+++ Texte fourni

Monologue d’Adrien dans Ma Terre à moi, où est-elle ?
Extrait du Retour au désert joué par Martial
et enregistré par Louise Loubrieu dans la salle de l’Atelier en avril 2018
Diffusion dans la salle de la Fabrique
pendant la présentation publique de l’atelier
Dimanche 24 juin 2018

 

Le prologue sonore : « À quoi tu rêves la nuit ? » (2018)

En janvier 2019, le Théâtre des Quartiers d’Ivry apprend la nomination du nouveau directeur du CDN, Jean-Pierre Baro. En avril, ce dernier annonce à la surprise générale le renouvellement complet de l’équipe des professeurs des ateliers adultes pour la rentrée scolaire suivante. En guise de « manifestation », les élèves et professeur·es décident de mener des actions joyeuses collectives. Les groupes de Louise et de Youlia Zimina se rassemblent pour dire le premier chœur de Fracassés de Kae Tempest[16]. Un audio, « À quoi tu rêves la nuit ? », lui sert de prologue. Pendant que les élèves se rassemblent sur ce plateau, on entend leurs voix qui répondent à cette question, qui exposent leur vision du théâtre, de l’égalité, des fragments de conversation improvisées, enregistrées, puis montées par Louise, semblant illustrer par avance la parole de Tempest : « On veut seulement vous montrer quelque chose d’honnête. Quelque chose qui vient de nous. » Les voix récentes des participant·es (Benoît, Ermès, Priscilla…) répondent à celle d’un enfant interrogé par Marguerite Duras en 1967 dans l’émission « Comme il vous plaira »[17]. Les époques, les âges et les accents se répondent. Le chevauchement entre l’audio et les voix live des comédien·nes, telles qu’on les entend à la fin de l’extrait suivant (enregistré le jour de la représentation), fait le lien entre l’audio et le plateau.

 

 

« À quoi tu rêves la nuit ? »
Montage réalisé par Louise Loubrieu
à partir des archives sonores de l’émission « Comme il vous plaira » (France Culture, 2 avril 1967)
et les voix de quatre participant·es des ateliers de Louise Loubrieu et Youlia Zimina

Enregistrement dans la salle de l’Atelier le 18 novembre 2018

 

Le dispositif sonore dans Vivre à la frontière,
d’après Wajdi Mouawad, Tiago Rodrigues et Sénèque (2019)

Vivre à la frontière, le projet de l’année suivante, était également introduit par un audio liminaire, mélangeant un extrait de Sopro de Tiago Rodrigues[18] enregistré par trois comédiennes-élèves, et la voix d’un envoyé spécial de la TSR découvrant le massacre de Sabra et Chatila en 1982[19]. Le dispositif radiophonique plonge le public dans une écoute autre : dans le noir, il entend des voix qui sont et qui ne sont pas celles des comédien·nes qu’il connaît. Familières, elles sont porteuses d’un coefficient d’étrangeté que leur confère l’amplification, le « grain de la voix ». Pour le spectateur ou la spectatrice de théâtre amateur, l’enregistrement vient avertir du décalage avec le réel quotidien, de l’entrée dans un autre monde.

++++++

# Consigne écrite 1
Transforme en liste JSON de chaînes, à raison d'une chaîne par ligne et sans les lignes vides, les lignes du listing comprises entre celle qui contient « # for each instance of the spring, put » et la fin du listing, bornes incluses.
Le listing qui suit n'a aucun lien avec le texte.

+++ Listing

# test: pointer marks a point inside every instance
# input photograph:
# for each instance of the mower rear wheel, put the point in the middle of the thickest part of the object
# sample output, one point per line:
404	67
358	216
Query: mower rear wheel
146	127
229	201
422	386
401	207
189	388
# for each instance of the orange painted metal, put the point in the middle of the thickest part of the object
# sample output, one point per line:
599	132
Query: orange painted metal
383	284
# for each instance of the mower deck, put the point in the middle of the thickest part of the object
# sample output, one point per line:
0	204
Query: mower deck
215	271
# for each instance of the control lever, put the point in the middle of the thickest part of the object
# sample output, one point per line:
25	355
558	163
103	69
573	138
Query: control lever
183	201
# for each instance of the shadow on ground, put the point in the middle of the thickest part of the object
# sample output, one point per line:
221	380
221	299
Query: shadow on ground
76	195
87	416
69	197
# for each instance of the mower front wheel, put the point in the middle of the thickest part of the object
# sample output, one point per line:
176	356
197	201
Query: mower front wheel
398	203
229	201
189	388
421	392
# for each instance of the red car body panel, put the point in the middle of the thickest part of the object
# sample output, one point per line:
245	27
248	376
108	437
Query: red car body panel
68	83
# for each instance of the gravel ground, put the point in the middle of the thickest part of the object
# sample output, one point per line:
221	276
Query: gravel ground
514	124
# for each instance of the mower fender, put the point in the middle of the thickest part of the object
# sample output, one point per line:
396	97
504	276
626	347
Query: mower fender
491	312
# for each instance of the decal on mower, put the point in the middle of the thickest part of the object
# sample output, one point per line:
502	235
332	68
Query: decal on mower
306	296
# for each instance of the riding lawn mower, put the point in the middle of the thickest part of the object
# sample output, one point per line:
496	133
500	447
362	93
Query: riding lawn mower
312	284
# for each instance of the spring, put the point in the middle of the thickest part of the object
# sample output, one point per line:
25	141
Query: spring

++++++

# Consigne écrite 2
Renvoie sans rien changer le passage du texte sur les ateliers de théâtre qui va de « Vivre à la frontière, le » à « un autre monde. », bornes comprises.

# Réponse complète 1
[
  "# for each instance of the spring, put the point in the middle of the thickest part of the object",
  "# sample output, one point per line:",
  "25\t141",
  "Query: spring"
]

# Réponse complète 2
Vivre à la frontière, le projet de l’année suivante, était également introduit par un audio liminaire, mélangeant un extrait de Sopro de Tiago Rodrigues[18] enregistré par trois comédiennes-élèves, et la voix d’un envoyé spécial de la TSR découvrant le massacre de Sabra et Chatila en 1982[19]. Le dispositif radiophonique plonge le public dans une écoute autre : dans le noir, il entend des voix qui sont et qui ne sont pas celles des comédien·nes qu’il connaît. Familières, elles sont porteuses d’un coefficient d’étrangeté que leur confère l’amplification, le « grain de la voix ». Pour le spectateur ou la spectatrice de théâtre amateur, l’enregistrement vient avertir du décalage avec le réel quotidien, de l’entrée dans un autre monde.